### Passage given
Our birds would have overlapped though, and I watch the birds to re-orientate myself now. They crowd the feeder intently, sharp-faced and focused, flitting back and forward between the swinging plastic tube and the lower branches of the ash tree. I love the deftness of the siskins but it’s the goldfinches that draw my eye – the flash of yellow in the wing, the jewel-red face. I’ve never seen such ruby on a bird, at least not in this country. There were, however, the hummingbirds that came to the garden when I lived in rural Québec. I’d thought they were insects at first, some kind of massive bees zooming back and forth by the wild apple tree, until they slowed down enough to come into clear view. And what a view: metallic emerald plumage with white breasts and an iridescent red plating on their throats, they were beautifully dainty but also surprisingly fierce, circling each other aggressively in tight spirals of defence and desire.
######
▶ Stated goal 1:
Decide whether each statement below agrees with the passage on garden birds, answering yes or no and quoting the words of the passage that settle it. (a) The hummingbirds were at first taken for insects. (b) The feeder hangs beside the branches of an oak tree. (c) The goldfinches show yellow in the wing.
▶ Stated goal 2:
List every kind of bird the passage on garden birds names.
▶ Stated goal 3:
Pick up the passage on garden birds after its last sentence and write on in the same voice.
### Dataset extract
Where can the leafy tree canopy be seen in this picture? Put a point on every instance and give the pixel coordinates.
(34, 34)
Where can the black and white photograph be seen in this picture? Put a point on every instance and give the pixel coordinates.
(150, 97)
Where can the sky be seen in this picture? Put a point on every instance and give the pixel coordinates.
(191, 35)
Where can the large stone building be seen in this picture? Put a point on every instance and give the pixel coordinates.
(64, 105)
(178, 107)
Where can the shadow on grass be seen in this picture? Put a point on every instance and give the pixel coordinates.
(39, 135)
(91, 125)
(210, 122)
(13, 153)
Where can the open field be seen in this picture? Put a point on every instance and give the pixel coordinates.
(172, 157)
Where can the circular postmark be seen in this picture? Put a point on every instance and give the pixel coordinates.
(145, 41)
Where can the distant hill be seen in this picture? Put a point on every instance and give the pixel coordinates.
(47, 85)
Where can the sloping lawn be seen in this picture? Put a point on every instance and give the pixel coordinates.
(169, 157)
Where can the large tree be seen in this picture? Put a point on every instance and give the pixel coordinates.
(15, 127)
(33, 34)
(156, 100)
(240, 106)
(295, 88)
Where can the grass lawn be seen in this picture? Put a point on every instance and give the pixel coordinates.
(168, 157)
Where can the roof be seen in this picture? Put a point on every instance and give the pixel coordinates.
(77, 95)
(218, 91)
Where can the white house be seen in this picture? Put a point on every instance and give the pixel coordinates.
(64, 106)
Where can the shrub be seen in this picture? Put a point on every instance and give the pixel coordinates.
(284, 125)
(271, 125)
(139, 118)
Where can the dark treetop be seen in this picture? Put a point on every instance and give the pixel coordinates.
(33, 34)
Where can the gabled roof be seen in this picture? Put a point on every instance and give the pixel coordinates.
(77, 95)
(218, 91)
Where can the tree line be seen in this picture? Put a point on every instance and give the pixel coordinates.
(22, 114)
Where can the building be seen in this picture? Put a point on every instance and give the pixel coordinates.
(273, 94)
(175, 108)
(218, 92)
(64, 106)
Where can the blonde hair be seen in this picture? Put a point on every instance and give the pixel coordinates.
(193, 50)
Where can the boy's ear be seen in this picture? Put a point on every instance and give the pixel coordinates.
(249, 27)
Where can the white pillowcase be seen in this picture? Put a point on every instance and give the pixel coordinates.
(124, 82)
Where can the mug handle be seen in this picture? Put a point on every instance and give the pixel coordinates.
######
▶ Task result 1:
(a) Yes: "I’d thought they were insects at first"
(b) No: "the lower branches of the ash tree"
(c) Yes: "the flash of yellow in the wing"

▶ Task result 2:
Siskins, goldfinches, hummingbirds

▶ Task result 3:
They seemed impossibly exotic, and were the only species of hummingbird to come to Eastern Canada, but almost all the birds were brighter there. The goldfinches were pure canary yellow – the whole bird the colour of our goldfinch’s wing flash, except for a small black cap and wings. Even the blackbirds had vivid wing-stripes of red and yellow; and then there were the cardinals, crested and clothed almost entirely in crimson. I got compared to a cardinal once, when I lived in Montréal, and we spoke about them when you visited me there (didn’t they appear in Lowry’s Under the Volcano?). However, it wasn’t until after you left that I started seeing – and hearing – them in the city parks, their jaunty presence announced by their distinctive pyew pyew call, a cross between a wolf-whistle and the noise we made as kids pretending to shoot each other.

We’re not used to such vivacity here in Scotland and, after years back here again, my eye has been recalibrated. When I look at the siskins – which are like drabber versions of the North American goldfinch – I think their colour looks unnatural, as if they’ve fallen into a tin of yellow paint. And for all that I admire our goldfinches, I can’t help being suspicious – that dramatic yellow splash, that fancy face mask – as if they’re pretending, dressing up; as if they’re not really from here.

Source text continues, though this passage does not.